- **Problem description**:
Copy only the lines between the one containing "like (208, 493)." and the end of the records, both included, leaving out pictures.

# # # #

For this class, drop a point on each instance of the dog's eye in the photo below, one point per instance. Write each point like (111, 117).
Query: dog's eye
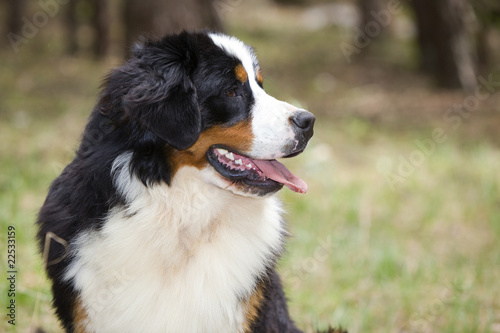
(230, 93)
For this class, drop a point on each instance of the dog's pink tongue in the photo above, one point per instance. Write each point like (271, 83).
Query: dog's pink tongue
(278, 172)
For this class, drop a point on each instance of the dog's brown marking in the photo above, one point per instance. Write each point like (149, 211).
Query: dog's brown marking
(241, 73)
(238, 137)
(260, 79)
(80, 317)
(252, 306)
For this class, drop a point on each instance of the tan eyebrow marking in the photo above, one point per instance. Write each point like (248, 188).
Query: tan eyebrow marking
(260, 79)
(241, 73)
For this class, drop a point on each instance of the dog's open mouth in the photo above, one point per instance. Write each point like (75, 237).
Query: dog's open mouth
(269, 174)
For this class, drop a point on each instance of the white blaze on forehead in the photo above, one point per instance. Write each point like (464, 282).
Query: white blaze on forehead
(273, 133)
(236, 48)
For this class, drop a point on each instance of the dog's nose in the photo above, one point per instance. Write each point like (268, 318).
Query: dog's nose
(304, 122)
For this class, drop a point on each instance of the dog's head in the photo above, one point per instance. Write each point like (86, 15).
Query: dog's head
(201, 96)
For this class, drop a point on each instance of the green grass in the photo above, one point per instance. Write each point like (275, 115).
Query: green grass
(422, 256)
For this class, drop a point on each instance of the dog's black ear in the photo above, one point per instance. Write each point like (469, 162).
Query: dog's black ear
(161, 94)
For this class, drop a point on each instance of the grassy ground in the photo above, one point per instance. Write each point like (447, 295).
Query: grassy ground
(400, 229)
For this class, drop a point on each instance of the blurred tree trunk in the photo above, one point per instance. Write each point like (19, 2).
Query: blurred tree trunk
(100, 18)
(15, 10)
(368, 10)
(71, 28)
(444, 41)
(154, 18)
(367, 7)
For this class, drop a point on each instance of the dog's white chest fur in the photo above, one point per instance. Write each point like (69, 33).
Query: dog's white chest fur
(176, 259)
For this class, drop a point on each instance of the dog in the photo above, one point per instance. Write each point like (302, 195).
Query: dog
(166, 219)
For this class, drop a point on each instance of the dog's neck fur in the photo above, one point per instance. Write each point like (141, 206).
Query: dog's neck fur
(183, 257)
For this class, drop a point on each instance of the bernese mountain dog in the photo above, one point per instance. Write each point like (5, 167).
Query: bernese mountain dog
(166, 219)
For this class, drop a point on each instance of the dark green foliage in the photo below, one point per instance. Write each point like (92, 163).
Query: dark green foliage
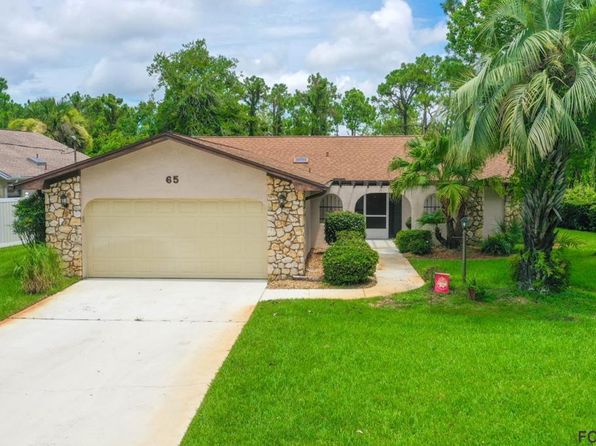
(202, 92)
(417, 241)
(579, 209)
(350, 236)
(343, 221)
(503, 242)
(30, 223)
(39, 271)
(358, 113)
(497, 245)
(349, 261)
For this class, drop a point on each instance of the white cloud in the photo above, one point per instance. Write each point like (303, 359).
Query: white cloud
(377, 41)
(294, 80)
(130, 75)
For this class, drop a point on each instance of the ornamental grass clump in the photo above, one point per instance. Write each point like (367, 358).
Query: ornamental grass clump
(350, 260)
(39, 271)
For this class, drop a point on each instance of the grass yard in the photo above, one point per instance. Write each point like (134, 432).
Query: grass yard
(517, 370)
(12, 298)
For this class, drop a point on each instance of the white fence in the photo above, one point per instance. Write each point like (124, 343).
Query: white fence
(7, 235)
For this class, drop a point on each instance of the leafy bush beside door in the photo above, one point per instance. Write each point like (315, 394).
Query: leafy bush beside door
(417, 241)
(30, 220)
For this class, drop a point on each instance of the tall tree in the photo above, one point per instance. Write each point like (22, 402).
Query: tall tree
(402, 87)
(278, 101)
(320, 104)
(202, 93)
(255, 92)
(358, 112)
(528, 97)
(465, 20)
(428, 164)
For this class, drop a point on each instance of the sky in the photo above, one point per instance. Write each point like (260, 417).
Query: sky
(53, 47)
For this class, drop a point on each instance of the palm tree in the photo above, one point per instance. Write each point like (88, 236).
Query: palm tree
(428, 165)
(527, 98)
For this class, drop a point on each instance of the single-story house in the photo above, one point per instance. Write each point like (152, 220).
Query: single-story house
(228, 207)
(25, 154)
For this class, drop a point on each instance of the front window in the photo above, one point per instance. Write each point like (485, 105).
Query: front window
(329, 203)
(431, 204)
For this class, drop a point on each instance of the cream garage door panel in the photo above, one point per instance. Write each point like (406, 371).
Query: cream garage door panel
(175, 238)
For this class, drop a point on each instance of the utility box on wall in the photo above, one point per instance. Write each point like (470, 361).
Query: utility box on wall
(442, 281)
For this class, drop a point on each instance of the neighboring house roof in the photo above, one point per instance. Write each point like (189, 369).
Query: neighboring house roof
(350, 158)
(26, 154)
(313, 160)
(265, 163)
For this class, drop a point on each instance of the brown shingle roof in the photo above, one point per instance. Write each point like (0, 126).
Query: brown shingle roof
(359, 158)
(352, 158)
(270, 165)
(17, 147)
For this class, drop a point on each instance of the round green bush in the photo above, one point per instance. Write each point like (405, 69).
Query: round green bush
(349, 236)
(417, 241)
(349, 262)
(497, 245)
(336, 222)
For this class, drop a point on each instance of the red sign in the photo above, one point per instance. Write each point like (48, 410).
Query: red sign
(442, 283)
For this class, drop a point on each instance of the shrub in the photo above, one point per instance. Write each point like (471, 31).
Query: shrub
(30, 223)
(579, 209)
(552, 273)
(349, 262)
(343, 221)
(39, 270)
(497, 245)
(417, 241)
(349, 236)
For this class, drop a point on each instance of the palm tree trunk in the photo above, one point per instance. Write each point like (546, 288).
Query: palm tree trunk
(543, 196)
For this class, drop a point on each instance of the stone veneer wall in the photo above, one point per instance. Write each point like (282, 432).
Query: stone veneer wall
(475, 212)
(512, 208)
(285, 230)
(64, 230)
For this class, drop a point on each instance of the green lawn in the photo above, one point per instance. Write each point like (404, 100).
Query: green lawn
(12, 298)
(410, 370)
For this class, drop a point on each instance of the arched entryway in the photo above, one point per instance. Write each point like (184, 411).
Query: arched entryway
(382, 213)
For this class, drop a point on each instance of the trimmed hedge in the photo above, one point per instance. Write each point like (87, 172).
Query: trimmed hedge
(349, 236)
(349, 261)
(579, 209)
(30, 219)
(417, 241)
(343, 221)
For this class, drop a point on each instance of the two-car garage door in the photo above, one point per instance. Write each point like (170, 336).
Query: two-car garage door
(175, 238)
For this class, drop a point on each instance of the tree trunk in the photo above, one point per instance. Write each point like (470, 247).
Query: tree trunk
(543, 195)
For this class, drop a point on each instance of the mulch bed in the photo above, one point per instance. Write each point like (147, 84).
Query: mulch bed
(440, 252)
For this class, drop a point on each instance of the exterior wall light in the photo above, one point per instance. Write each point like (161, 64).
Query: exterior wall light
(64, 200)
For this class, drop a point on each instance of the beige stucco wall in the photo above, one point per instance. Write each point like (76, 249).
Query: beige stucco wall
(494, 211)
(142, 174)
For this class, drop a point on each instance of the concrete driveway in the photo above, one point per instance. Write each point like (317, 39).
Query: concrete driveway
(117, 362)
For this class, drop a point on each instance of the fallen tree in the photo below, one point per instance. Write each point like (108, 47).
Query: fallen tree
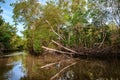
(108, 52)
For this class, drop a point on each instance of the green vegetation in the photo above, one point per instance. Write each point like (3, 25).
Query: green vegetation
(73, 23)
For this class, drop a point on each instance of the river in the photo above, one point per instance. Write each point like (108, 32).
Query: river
(17, 68)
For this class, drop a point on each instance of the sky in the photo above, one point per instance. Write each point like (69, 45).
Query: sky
(8, 13)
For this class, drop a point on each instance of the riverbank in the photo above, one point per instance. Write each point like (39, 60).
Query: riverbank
(55, 67)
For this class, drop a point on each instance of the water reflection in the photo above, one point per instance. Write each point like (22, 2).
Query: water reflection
(13, 68)
(17, 72)
(93, 70)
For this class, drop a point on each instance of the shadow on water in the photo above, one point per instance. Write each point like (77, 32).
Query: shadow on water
(23, 67)
(12, 68)
(93, 70)
(83, 70)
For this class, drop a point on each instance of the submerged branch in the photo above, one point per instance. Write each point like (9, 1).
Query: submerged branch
(56, 75)
(54, 30)
(54, 50)
(48, 65)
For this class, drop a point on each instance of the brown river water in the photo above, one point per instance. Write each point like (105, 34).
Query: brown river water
(23, 67)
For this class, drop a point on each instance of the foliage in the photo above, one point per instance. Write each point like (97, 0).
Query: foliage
(74, 23)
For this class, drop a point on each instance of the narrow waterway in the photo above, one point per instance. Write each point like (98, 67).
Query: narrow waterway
(12, 68)
(25, 67)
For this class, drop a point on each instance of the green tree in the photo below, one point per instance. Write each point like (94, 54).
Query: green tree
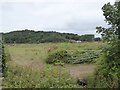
(109, 64)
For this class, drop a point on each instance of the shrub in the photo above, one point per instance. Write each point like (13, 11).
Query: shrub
(59, 57)
(73, 57)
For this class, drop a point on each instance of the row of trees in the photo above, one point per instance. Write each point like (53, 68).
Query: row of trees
(30, 36)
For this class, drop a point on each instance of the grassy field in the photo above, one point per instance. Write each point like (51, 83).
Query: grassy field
(31, 58)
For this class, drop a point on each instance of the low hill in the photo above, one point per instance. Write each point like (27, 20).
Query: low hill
(30, 36)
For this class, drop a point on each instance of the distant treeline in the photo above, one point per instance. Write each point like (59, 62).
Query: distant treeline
(30, 36)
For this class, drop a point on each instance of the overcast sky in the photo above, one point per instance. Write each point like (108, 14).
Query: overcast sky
(72, 16)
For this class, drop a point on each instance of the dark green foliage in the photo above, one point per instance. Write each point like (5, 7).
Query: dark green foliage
(73, 57)
(30, 36)
(27, 36)
(108, 70)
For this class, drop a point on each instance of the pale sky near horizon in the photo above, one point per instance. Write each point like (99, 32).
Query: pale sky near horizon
(71, 16)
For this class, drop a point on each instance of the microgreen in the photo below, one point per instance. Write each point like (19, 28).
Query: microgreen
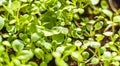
(59, 33)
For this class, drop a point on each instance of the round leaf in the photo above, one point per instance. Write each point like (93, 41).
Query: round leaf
(17, 45)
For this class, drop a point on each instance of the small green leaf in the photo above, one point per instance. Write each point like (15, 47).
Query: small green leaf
(1, 39)
(117, 58)
(48, 57)
(98, 25)
(108, 13)
(60, 62)
(33, 63)
(78, 43)
(116, 19)
(15, 5)
(39, 53)
(94, 2)
(43, 64)
(60, 49)
(25, 55)
(35, 37)
(99, 37)
(107, 55)
(95, 60)
(1, 23)
(85, 55)
(17, 45)
(59, 38)
(77, 56)
(108, 33)
(94, 44)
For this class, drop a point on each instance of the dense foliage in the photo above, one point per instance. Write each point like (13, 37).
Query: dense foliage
(59, 33)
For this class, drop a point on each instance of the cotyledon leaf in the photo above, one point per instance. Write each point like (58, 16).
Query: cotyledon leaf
(1, 23)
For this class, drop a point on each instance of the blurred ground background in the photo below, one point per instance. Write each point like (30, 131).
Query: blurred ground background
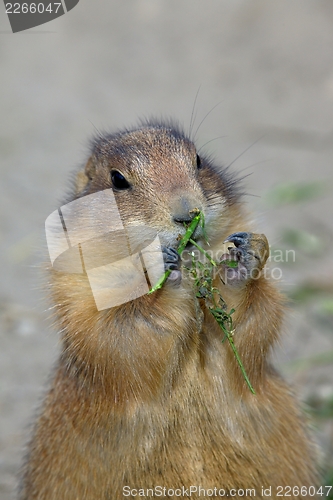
(103, 65)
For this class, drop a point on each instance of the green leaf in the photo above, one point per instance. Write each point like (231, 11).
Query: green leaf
(286, 193)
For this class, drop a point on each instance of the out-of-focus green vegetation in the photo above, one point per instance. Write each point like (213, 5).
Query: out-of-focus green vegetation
(313, 298)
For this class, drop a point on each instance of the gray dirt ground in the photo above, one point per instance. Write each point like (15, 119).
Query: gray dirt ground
(269, 65)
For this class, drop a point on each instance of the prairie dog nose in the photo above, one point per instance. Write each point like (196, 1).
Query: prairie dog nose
(184, 208)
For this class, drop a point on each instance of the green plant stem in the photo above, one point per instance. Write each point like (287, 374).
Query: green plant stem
(206, 290)
(183, 242)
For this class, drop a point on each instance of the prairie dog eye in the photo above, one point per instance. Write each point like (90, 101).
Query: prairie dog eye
(119, 181)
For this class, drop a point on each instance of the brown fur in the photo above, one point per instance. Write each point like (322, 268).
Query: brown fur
(146, 394)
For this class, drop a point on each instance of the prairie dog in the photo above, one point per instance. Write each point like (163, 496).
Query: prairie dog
(145, 394)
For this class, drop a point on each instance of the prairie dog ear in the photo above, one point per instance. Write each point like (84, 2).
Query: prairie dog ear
(83, 177)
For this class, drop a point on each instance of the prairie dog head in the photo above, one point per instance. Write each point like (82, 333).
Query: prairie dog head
(159, 181)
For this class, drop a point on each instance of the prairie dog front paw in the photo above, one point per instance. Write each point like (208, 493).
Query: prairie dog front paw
(172, 263)
(245, 260)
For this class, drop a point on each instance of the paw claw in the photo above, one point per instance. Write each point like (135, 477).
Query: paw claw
(251, 252)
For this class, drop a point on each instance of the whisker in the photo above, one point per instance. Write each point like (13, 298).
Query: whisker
(208, 142)
(243, 152)
(194, 114)
(204, 118)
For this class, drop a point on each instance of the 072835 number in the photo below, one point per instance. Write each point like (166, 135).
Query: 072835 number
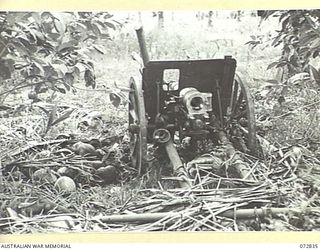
(309, 246)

# # # #

- **Answer below**:
For this class, drop a point on each instance of the prairie dog front paw in the photo above, one point per instance. Write each point like (208, 493).
Query: prairie dog front paw
(172, 263)
(245, 260)
For this class, drop a point on each instance of the paw claw in the photo above, one point per instance. Write each point like (135, 477).
Query: paw claw
(251, 252)
For this class, drop a point on each instance of the whisker in the photo above, one point per instance. Write each point like (13, 298).
Query: whisker
(208, 142)
(243, 152)
(194, 114)
(204, 118)
For this class, drop a point on each instance of the 072835 number in the photo below, one point per instance. Write each point like (166, 135).
Query: 072835 number
(309, 246)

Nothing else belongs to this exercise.